◆ **WHAT TO WORK ON**:
a - Check each statement against the bash glob thread and answer yes or no, quoting the words of the thread that decide it: (i) The first answer says the quotes should be escaped inside $(...). (ii) The quoted passage from man bash says that characters between the parentheses in the $(command) form are treated specially. (iii) The second answer says the check can be done without an external command.
b - Revise the bash glob thread from "In the above" to "ended with double-quotes.", putting "begins and ends" in place of "starts and ends".

◆ **GIVEN PASSAGE**:
Test whether a glob has any matches in bash - with variables

Question

I am trying the answer suggested in this question: Test whether a glob has any matches in bash

if test -n "$(find . -maxdepth 1 -name 'glob*' -print -quit)"
then
    echo found
else
    echo not found
fi

However, I am doing this in a script with variables.

#!/bin/sh
directory=~/nd
glob="*12*.idx"
cd $directory
if test -n "$(find . -maxdepth 1 -name \"$glob\" -print -quit)"
then
    echo found
else
    echo not found
fi

Running the script gives me:

not found

But running the command myself

find . -maxdepth 1 -name "*12*.idx" -print -quit

gives me a result

./notes_archive_2012.idx

Is this a quoting issue?

Answer 1

Yes, it is a quoting issue. The quotes should not be escaped inside $(...). Consider:

test -n "$(find . -maxdepth 1 -name \"$glob\" -print -quit)" # Wrong

In the above form, the argument to -name that find sees starts and ends with a literal double-quote. It would only match file names if the file names themselves began and ended with double-quotes.

The following does what you want:

test -n "$(find . -maxdepth 1 -name "$glob" -print -quit)" # Right

From man bash:

When using the $(command) form, all characters between the parentheses make up the command; none are treated specially.

In other words, if you want a double-quote in a command inside $(...), just use a double-quote. The command inside $(...) should be written just as if it was entered on the command line by itself.

Answer 2

You can do this without an external command. One way is to abuse the for loop a bit:

# Use the loop as a context for expanding the glob, not actually iterating
# over the results.

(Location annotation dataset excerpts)
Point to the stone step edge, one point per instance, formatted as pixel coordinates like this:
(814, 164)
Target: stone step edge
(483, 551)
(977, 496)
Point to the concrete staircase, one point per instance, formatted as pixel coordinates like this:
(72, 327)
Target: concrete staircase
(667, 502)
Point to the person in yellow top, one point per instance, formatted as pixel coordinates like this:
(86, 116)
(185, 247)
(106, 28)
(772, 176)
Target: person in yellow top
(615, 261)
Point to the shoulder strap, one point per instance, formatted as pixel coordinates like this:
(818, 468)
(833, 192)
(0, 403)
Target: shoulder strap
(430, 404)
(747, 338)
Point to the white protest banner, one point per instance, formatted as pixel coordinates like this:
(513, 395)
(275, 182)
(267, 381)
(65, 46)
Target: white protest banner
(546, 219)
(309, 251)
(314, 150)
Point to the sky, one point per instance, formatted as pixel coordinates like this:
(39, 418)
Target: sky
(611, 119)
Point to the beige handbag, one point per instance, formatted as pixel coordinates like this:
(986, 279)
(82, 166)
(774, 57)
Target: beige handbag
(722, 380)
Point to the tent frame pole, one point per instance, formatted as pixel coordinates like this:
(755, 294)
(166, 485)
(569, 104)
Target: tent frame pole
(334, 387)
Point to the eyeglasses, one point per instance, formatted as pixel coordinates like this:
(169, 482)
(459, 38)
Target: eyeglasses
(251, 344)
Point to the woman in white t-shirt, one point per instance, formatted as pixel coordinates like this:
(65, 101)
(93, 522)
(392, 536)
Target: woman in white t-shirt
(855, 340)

...

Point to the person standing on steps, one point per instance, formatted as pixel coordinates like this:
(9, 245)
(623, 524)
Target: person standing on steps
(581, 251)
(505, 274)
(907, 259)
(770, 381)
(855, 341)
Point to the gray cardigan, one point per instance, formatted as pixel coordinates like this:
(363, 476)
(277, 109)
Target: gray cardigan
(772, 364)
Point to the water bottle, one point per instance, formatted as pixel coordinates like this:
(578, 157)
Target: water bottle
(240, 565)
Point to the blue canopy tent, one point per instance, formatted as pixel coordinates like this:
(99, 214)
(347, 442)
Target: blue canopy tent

◆ **TASK-BY-TASK SOLUTIONS**:
a -
(i) No: "The quotes should not be escaped inside $(...)."
(ii) No: "all characters between the parentheses make up the command; none are treated specially."
(iii) Yes: "You can do this without an external command."

b -
In the above form, the argument to -name that find sees begins and ends with a literal double-quote. It would only match file names if the file names themselves began and ended with double-quotes.